--- Text block ---

Under these facts, a reasonable basis existed for denying the claim and would, thus, defeat a tort action for bad faith refusal to pay the claim. We cannot agree with the plaintiff's assertion in brief that the company had an affirmative duty to investigate further. It invited Mrs. Dutton to supply additional information if what it had was inaccurate. This she did not do.
As noted by both sides in this case, the tort of bad faith refusal to pay a valid insurance claim is in the embryonic stage, and the Court has not had occasion to address every issue that might arise in these cases. In Bowen, supra, we set out the elements of the tort and attempted to show the plaintiff's burden in these cases. It is a heavy burden. In the normal case in order for a plaintiff to make out a prima facie case of bad faith refusal to pay an insurance claim, the proof offered must show that the plaintiff is entitled to a directed verdict on the contract claim and, thus, entitled to recover on the contract claim as a matter of law. Ordinarily, if the evidence produced by either side creates a fact issue with regard to the validity of the claim and, thus, the legitimacy of the denial thereof, the tort claim must fail and should not be submitted to the jury.

--- Data to examine ---

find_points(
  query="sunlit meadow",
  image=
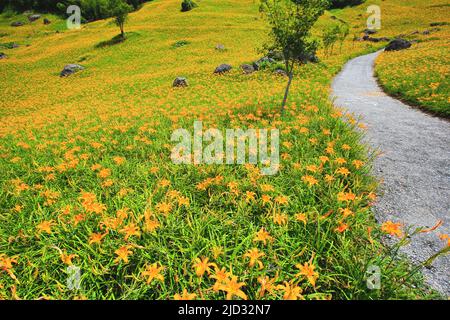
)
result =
(86, 176)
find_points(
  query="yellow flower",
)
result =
(123, 253)
(263, 236)
(67, 258)
(310, 180)
(267, 285)
(291, 291)
(96, 238)
(46, 226)
(233, 288)
(280, 218)
(301, 217)
(131, 230)
(164, 208)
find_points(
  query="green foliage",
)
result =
(188, 5)
(119, 9)
(291, 22)
(344, 3)
(180, 43)
(91, 9)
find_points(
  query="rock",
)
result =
(223, 68)
(309, 58)
(247, 68)
(34, 17)
(280, 72)
(398, 44)
(70, 69)
(17, 24)
(276, 55)
(429, 31)
(436, 24)
(180, 82)
(263, 60)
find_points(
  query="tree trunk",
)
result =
(286, 93)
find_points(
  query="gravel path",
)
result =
(414, 165)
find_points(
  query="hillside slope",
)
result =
(88, 179)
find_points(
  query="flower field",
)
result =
(420, 75)
(87, 180)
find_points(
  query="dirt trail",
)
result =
(414, 166)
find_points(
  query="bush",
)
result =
(187, 5)
(344, 3)
(90, 9)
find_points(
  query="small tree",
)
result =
(119, 10)
(291, 22)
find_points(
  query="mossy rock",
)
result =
(187, 5)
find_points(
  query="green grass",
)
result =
(59, 135)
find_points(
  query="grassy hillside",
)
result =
(87, 177)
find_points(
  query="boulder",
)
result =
(223, 68)
(247, 68)
(70, 69)
(180, 82)
(398, 44)
(187, 5)
(34, 17)
(280, 72)
(17, 24)
(276, 55)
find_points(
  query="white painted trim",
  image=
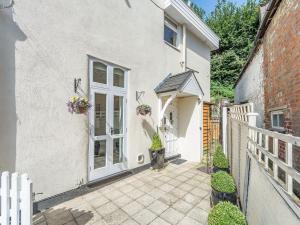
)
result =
(277, 112)
(194, 21)
(109, 90)
(169, 100)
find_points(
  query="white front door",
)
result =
(170, 121)
(107, 120)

---

Problems to solve »
1. According to the bad faith text, what did the company invite Mrs. Dutton to do?
2. Rewrite the paragraph of the bad faith text that begins "As noted by both sides" as a short list that keeps its main facts.

Exercise results »
1. To supply more information if what the company had was inaccurate.

2.
- Both sides note that the tort of bad faith refusal to pay a valid insurance claim is in its embryonic stage, and the Court has not addressed every issue that might arise.
- Bowen set out the elements of the tort and the plaintiff's burden, which is a heavy one.
- In the normal case, to make a prima facie case, the plaintiff's proof must show entitlement to a directed verdict on the contract claim, and so to recovery on it as a matter of law.
- Ordinarily, if either side's evidence creates a fact issue about the claim's validity, and so about whether denying it was legitimate, the tort claim fails and should not go to the jury.